● Source document
----------

Gram–Schmidt process

From Wikipedia, the free encyclopedia

  (Redirected from Gram-Schmidt orthogonalization)
Jump to: navigation, search

In mathematics, particularly linear algebra and numerical analysis, the Gram–Schmidt process is a method for orthogonalizing a set of vectors in an inner product space, most commonly the Euclidean space Rn. The Gram–Schmidt process takes a finite, linearly independent set S = {v1, …, vk} for kn and generates an orthogonal set S' = {u1, …, uk} that spans the same k-dimensional subspace of Rn as S.

The method is named for Jørgen Pedersen Gram and Erhard Schmidt but it appeared earlier in the work of Laplace and Cauchy. In the theory of Lie group decompositions it is generalized by the Iwasawa decomposition.

The application of the Gram–Schmidt process to the column vectors of a full column rank matrix yields the QR decomposition (it is decomposed into an orthogonal and a triangular matrix).

Contents

[edit] The Gram–Schmidt process

We define the projection operator by

\mathrm{proj}_{\mathbf{u}}\,(\mathbf{v}) = {\langle \mathbf{u}, \mathbf{v}\rangle\over\langle \mathbf{u}, \mathbf{u}\rangle}\mathbf{u} = {\langle \mathbf{u}, \mathbf{v}\rangle} {\mathbf{u}\over\langle \mathbf{u}, \mathbf{u}\rangle},

where <u, v> denotes the inner product of the vectors u and v. This operator projects the vector v orthogonally onto the vector u.

The Gram–Schmidt process then works as follows:

\mathbf{u}_1 = \mathbf{v}_1, \mathbf{e}_1 = {\mathbf{u}_1 \over \|\mathbf{u}_1\|}
\mathbf{u}_2 = \mathbf{v}_2-\mathrm{proj}_{\mathbf{u}_1}\,(\mathbf{v}_2), \mathbf{e}_2 = {\mathbf{u}_2 \over \|\mathbf{u}_2\|}
\mathbf{u}_3 = \mathbf{v}_3-\mathrm{proj}_{\mathbf{u}_1}\,(\mathbf{v}_3)-\mathrm{proj}_{\mathbf{u}_2}\,(\mathbf{v}_3), \mathbf{e}_3 = {\mathbf{u}_3 \over \|\mathbf{u}_3\|}
\mathbf{u}_4 = \mathbf{v}_4-\mathrm{proj}_{\mathbf{u}_1}\,(\mathbf{v}_4)-\mathrm{proj}_{\mathbf{u}_2}\,(\mathbf{v}_4)-\mathrm{proj}_{\mathbf{u}_3}\,(\mathbf{v}_4), \mathbf{e}_4 = {\mathbf{u}_4 \over \|\mathbf{u}_4\|}
\vdots \vdots
\mathbf{u}_k = \mathbf{v}_k-\sum_{j=1}^{k-1}\mathrm{proj}_{\mathbf{u}_j}\,(\mathbf{v}_k), \mathbf{e}_k = {\mathbf{u}_k\over \|\mathbf{u}_k \|}
The first two steps of the Gram–Schmidt process.

----------

● What this exercise asks
1/ According to the Gram–Schmidt article, what does applying the process to the column vectors of a full column rank matrix yield?
2/ Copy out the Gram–Schmidt article word for word, from "From Wikipedia, the" up to and including "of Rn as S.".
The records aren't needed for anything here.

----------

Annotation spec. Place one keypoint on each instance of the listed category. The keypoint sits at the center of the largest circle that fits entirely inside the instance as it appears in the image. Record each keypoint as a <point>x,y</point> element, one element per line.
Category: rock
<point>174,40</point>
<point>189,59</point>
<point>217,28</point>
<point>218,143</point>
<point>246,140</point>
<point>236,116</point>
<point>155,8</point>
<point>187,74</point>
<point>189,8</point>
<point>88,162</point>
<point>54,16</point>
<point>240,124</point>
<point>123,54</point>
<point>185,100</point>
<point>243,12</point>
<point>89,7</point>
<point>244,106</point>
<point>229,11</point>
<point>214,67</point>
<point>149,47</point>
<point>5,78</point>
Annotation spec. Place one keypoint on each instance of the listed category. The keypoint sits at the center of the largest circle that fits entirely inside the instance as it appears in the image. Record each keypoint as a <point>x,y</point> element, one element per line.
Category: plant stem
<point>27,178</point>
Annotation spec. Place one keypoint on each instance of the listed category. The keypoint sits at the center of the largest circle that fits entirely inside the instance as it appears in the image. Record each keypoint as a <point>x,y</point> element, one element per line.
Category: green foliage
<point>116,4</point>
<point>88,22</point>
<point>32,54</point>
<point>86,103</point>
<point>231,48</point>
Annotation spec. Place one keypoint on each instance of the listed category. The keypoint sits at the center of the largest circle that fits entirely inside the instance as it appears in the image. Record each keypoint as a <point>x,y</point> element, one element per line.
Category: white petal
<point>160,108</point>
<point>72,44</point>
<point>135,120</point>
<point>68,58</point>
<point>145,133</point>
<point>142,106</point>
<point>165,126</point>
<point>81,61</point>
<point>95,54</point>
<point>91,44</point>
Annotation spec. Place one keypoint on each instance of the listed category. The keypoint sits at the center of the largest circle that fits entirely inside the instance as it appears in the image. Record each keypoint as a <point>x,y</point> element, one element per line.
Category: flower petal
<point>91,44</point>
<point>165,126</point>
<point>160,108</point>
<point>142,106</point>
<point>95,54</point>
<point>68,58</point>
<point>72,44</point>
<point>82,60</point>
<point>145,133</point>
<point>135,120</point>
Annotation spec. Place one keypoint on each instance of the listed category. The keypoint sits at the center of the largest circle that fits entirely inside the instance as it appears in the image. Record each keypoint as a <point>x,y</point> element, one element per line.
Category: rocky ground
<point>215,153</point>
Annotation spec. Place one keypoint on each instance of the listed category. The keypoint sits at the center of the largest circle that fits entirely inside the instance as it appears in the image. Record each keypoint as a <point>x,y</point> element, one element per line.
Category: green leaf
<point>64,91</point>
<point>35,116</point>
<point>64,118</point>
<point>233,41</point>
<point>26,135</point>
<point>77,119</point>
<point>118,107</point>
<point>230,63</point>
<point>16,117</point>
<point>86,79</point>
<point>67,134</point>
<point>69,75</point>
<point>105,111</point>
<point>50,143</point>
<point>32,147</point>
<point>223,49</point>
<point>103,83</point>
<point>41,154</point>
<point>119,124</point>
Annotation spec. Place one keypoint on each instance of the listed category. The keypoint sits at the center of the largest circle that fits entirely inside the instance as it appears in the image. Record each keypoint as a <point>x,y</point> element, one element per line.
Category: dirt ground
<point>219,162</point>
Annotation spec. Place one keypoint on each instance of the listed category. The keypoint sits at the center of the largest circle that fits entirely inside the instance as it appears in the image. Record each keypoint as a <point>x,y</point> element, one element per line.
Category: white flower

----------

● Exercise results
1/ The QR decomposition.

2/
From Wikipedia, the free encyclopedia

  (Redirected from Gram-Schmidt orthogonalization)
Jump to: navigation, search

In mathematics, particularly linear algebra and numerical analysis, the Gram–Schmidt process is a method for orthogonalizing a set of vectors in an inner product space, most commonly the Euclidean space Rn. The Gram–Schmidt process takes a finite, linearly independent set S = {v1, …, vk} for kn and generates an orthogonal set S' = {u1, …, uk} that spans the same k-dimensional subspace of Rn as S.